■ Goal
Count the lines in the data below that contain the string "white", treating uppercase and lowercase letters as different. Reply with the number alone.

■ Materials provided
----

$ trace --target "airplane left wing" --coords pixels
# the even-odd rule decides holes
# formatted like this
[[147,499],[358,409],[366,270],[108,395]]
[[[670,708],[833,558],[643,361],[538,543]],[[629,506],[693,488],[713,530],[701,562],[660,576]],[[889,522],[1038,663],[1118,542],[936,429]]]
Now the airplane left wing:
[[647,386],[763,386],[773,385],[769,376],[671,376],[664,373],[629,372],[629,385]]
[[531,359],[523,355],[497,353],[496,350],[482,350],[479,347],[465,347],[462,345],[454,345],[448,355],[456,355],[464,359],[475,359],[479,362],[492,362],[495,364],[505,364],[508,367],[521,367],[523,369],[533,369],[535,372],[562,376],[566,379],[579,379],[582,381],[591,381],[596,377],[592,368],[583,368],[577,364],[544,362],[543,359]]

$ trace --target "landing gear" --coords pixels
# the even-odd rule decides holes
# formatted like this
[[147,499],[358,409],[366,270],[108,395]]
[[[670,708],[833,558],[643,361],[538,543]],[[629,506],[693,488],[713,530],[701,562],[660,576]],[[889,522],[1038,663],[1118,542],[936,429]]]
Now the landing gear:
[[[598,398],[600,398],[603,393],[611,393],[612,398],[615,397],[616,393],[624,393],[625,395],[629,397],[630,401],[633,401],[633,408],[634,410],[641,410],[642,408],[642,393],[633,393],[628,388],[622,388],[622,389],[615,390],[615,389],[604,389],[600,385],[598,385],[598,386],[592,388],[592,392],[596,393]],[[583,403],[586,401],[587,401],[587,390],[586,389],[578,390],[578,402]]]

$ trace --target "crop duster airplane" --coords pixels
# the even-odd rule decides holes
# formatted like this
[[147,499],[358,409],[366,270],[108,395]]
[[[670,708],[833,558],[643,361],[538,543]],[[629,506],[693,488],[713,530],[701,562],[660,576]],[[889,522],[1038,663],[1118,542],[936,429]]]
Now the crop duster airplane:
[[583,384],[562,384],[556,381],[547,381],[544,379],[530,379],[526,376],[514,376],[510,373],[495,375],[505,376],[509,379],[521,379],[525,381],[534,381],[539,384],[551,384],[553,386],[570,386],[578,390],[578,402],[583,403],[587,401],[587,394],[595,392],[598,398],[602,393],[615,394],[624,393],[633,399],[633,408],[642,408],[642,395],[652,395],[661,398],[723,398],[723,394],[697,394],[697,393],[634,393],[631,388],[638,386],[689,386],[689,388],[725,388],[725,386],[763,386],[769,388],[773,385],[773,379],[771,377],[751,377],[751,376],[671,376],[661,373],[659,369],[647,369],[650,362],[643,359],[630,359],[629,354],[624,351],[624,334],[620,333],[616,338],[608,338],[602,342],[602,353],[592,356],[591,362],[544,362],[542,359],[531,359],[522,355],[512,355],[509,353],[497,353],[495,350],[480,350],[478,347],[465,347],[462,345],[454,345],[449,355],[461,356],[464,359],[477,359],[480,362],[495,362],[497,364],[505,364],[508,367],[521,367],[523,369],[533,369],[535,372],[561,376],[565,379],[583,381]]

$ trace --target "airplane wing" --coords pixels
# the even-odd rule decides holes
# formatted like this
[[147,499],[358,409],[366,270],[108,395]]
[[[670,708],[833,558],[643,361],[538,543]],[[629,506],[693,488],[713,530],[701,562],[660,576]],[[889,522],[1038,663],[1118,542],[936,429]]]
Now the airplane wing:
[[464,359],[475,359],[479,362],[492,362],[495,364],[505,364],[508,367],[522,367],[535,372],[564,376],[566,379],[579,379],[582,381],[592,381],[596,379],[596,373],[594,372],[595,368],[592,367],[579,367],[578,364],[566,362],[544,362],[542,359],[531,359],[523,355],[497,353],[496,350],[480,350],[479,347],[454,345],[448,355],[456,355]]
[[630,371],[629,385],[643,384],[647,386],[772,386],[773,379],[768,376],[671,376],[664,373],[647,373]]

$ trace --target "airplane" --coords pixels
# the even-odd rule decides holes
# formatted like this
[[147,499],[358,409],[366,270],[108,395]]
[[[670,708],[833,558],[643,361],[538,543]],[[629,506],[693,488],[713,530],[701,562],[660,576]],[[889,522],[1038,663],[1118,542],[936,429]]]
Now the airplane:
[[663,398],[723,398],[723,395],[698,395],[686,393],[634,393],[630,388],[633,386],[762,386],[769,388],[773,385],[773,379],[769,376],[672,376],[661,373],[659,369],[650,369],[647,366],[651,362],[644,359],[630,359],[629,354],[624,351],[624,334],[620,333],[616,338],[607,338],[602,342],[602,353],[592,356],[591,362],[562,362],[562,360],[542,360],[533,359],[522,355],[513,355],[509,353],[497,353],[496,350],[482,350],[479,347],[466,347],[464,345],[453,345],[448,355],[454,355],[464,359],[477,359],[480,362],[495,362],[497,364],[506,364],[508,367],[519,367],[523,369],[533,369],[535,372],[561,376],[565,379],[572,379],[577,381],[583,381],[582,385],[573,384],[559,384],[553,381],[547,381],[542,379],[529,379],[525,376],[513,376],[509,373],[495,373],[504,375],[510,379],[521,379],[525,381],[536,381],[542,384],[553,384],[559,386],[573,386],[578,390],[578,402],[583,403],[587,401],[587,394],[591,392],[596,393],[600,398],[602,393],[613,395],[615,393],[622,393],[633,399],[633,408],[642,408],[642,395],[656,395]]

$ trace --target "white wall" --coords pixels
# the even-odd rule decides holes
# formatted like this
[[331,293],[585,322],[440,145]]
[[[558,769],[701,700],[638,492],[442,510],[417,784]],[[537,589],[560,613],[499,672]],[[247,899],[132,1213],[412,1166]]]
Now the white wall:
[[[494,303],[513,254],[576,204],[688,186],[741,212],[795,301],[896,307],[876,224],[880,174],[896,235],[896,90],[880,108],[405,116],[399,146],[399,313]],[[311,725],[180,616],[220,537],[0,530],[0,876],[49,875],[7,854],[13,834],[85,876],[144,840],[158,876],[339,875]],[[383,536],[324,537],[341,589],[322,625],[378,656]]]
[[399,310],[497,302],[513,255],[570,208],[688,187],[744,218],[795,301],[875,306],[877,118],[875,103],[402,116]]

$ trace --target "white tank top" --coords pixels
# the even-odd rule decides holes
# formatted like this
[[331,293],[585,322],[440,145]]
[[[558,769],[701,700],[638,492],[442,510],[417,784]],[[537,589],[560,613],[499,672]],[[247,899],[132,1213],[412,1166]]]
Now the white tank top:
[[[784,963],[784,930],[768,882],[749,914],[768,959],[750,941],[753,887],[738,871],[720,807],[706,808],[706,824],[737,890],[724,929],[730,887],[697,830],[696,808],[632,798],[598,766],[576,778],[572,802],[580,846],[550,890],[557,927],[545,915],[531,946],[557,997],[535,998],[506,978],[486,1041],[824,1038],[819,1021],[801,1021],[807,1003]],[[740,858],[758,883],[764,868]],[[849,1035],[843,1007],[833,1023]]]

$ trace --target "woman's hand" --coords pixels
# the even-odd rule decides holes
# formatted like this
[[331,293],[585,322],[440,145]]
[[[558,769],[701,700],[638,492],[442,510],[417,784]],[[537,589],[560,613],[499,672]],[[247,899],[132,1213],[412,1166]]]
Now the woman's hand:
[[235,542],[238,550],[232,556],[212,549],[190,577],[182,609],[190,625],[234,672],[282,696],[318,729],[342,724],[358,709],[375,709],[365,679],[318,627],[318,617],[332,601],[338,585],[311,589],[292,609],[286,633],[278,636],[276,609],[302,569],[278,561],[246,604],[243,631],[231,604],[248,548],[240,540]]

----

■ Exercise answer
4